EXTRACTED TEXT:
== Segment start ==

What is BIPV?

Commonly known, solar is mounted on a building’s rooftop, referred to as building-applied photovoltaics (BAPV). But more architects are learning how to also incorporate solar cells and modules into other building envelopes like skylights, curtain walls, roof tiles, and facades known as building-integrated photovoltaics (BIPV).

A BIPV system consists of solar cells or modules that are integrated into building elements or material as part of the building structure. This way, they replace the conventional building element, rather than attaching to one. BIPV modules not only generate electricity, but they can also provide added functionality to the building. For example, they can provide sun protection, thermal insulation, noise protection, and safety.

Where can BIPV be installed?

BIPV provides several benefits when compared to traditional solar panels. First, there are more available surfaces for integrating the solar cells or modules — BIPV is not limited to roof integration. Solar modules can also be integrated into the building’s facade, skylights, railings, canopies and more. BIPV also adds to the aesthetics of the building. For example, the materials used for BIPV allow architects to play around with transparency, size, and color. When integrated in ventilated facades, semi-transparent skylights or windows, BIPV can help keep the building cool.

We at Solstice Solar provide transparent, semi-transparent, translucent and tinted photovoltaic glass, making building integrated photovoltaic modules even more architecturally attractive.

What technologies are involved with BIPV?

Concerning the aesthetics of the building, a PV module should have a homogeneous appearance and either blend subordinately into the overall design or dominantly shape it. The appearance of the PV module is determined essentially by the type of technology used in the PV cells and by the design possibilities offered by the selection of materials used in the module.

== Segment end ==

TASKS FOR THIS EXERCISE:
**A)** In the BIPV overview, what is solar mounted on a building's rooftop called?
**B)** Continue the BIPV overview after its final sentence.

INFORMATION SHOWN:
== Segment start ==

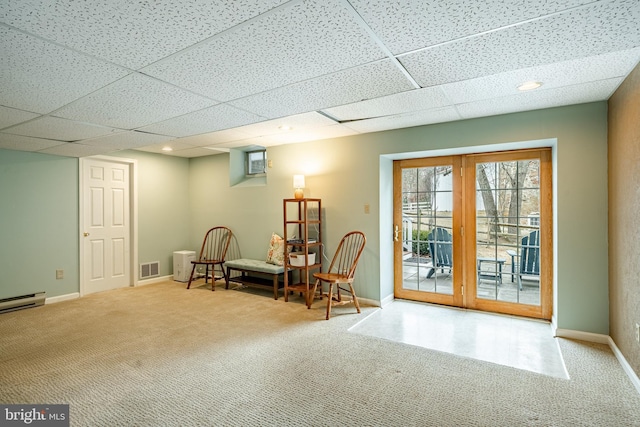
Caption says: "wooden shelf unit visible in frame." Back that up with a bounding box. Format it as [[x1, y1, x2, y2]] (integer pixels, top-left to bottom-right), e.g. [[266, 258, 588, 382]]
[[282, 198, 322, 308]]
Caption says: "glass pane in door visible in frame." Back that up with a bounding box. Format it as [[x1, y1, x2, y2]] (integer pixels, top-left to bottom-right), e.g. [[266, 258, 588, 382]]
[[402, 165, 453, 295], [476, 160, 540, 305]]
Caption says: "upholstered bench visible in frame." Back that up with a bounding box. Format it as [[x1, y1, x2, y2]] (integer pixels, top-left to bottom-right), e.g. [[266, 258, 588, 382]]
[[224, 258, 284, 299]]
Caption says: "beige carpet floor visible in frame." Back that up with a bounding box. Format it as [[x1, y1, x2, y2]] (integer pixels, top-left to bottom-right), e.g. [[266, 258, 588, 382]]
[[0, 282, 640, 426]]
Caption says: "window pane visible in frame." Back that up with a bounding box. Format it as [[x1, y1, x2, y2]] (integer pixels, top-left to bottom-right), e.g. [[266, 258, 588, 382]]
[[247, 151, 267, 175]]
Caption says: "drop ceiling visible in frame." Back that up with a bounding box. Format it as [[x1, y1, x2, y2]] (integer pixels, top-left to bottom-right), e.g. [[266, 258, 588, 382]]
[[0, 0, 640, 157]]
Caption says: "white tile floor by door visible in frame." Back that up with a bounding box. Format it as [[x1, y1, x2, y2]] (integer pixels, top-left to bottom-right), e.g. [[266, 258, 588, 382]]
[[350, 300, 569, 379]]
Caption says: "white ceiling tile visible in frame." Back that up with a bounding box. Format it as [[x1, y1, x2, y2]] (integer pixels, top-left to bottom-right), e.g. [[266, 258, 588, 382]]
[[399, 0, 640, 87], [442, 48, 640, 104], [324, 87, 449, 121], [174, 128, 258, 147], [144, 0, 385, 101], [456, 77, 623, 119], [344, 107, 461, 133], [164, 147, 229, 158], [230, 60, 413, 118], [350, 0, 592, 54], [82, 131, 173, 150], [244, 124, 358, 147], [0, 133, 64, 151], [39, 142, 117, 157], [4, 116, 115, 142], [140, 104, 265, 136], [0, 0, 286, 69], [0, 26, 126, 113], [55, 73, 215, 129], [0, 105, 38, 129], [232, 112, 336, 138], [136, 139, 201, 154]]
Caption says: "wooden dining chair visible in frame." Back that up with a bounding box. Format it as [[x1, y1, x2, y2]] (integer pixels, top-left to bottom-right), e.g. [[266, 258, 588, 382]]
[[187, 227, 233, 291], [307, 231, 367, 320]]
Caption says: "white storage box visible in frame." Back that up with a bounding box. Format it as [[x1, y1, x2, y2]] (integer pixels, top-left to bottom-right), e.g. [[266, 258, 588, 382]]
[[173, 251, 196, 282], [289, 252, 316, 267]]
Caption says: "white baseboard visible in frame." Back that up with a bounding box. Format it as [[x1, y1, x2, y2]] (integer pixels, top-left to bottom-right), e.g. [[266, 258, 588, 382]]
[[554, 329, 640, 393], [609, 337, 640, 393], [356, 294, 380, 307], [380, 294, 395, 307], [134, 274, 173, 286], [44, 292, 80, 304], [554, 329, 610, 344]]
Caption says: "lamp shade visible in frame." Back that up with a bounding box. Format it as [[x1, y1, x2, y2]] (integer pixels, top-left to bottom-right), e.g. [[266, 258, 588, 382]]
[[293, 175, 304, 188], [293, 175, 304, 200]]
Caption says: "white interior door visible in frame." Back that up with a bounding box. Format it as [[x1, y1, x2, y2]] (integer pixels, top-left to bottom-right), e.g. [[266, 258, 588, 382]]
[[81, 158, 131, 294]]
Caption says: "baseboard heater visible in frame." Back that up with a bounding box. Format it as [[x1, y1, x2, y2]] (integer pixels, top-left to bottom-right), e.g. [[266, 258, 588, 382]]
[[0, 292, 46, 313]]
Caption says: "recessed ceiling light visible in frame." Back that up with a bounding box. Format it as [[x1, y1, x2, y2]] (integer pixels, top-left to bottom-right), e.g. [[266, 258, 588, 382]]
[[518, 81, 542, 91]]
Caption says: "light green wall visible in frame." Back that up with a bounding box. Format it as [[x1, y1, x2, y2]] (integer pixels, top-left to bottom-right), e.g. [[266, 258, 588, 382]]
[[0, 149, 79, 298], [190, 102, 608, 334], [115, 150, 196, 276], [0, 102, 608, 334]]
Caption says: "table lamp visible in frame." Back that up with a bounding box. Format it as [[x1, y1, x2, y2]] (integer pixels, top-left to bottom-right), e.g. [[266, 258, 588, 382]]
[[293, 175, 304, 199]]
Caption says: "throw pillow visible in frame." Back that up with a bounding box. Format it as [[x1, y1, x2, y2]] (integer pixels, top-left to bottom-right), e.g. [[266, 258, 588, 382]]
[[267, 233, 284, 265]]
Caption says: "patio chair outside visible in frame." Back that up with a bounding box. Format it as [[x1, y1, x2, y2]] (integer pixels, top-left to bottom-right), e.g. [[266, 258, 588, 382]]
[[427, 227, 453, 279], [507, 230, 540, 290]]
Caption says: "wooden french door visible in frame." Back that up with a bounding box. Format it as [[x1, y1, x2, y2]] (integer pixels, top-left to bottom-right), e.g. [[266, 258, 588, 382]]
[[394, 149, 553, 319]]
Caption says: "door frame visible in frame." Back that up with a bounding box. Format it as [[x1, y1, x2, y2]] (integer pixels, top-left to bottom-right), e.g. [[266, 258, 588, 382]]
[[78, 156, 138, 297], [392, 149, 555, 320], [393, 155, 464, 307], [463, 147, 555, 321]]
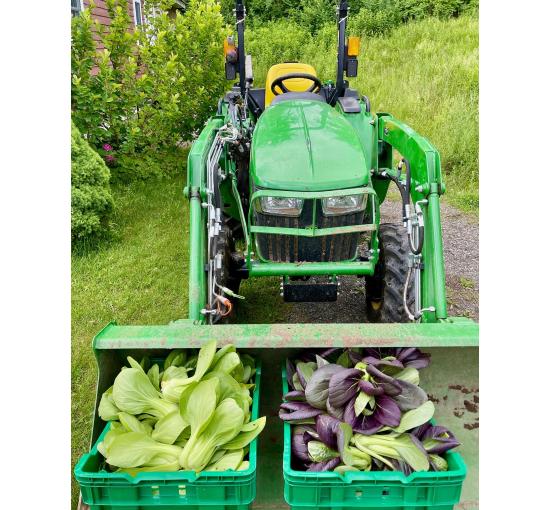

== Segment end ==

TASK RESULTS:
**A)** Building-applied photovoltaics (BAPV).

**B)**
The main solar cell technologies for BIPV are crystalline silicon (c-Si) and thin-film solar cells. Thick c-Si wafer with square form (or other shapes) are arrange inside a double/triple laminated float or tempered glass. The light transmittance degree of c-Si glass can be arranged by spreading out the c-Si wafers more, or less.

Whereas thin-film solar cells are manufactured by depositing thin layers of compound semiconductor materials onto a glass (or other material) substrate. Thin-film solar cells offer a perfect combination of aesthetics and functionality. It can be customized in terms of shape, color, size, thickness, and semi-transparency degrees and also performing better response under indirect and diffuse light conditions.

What is the outlook for the BIPV?

Architects are starting to use BIPV elements more frequently in the design of new public and office buildings. New net-zero energy buildings will help drive BIPV demand. We no longer see the difference between conventional building envelope and a BIPV building envelope, both in terms of aesthetics and construction outcome.

Using conventional PV panels, multi-story buildings (such as high-rise buildings) simply do not have enough roof area to meet the energy performance requirements. This leads the building designer naturally to the use of the facade for applying BIPV, which is a central part of the architectural concept.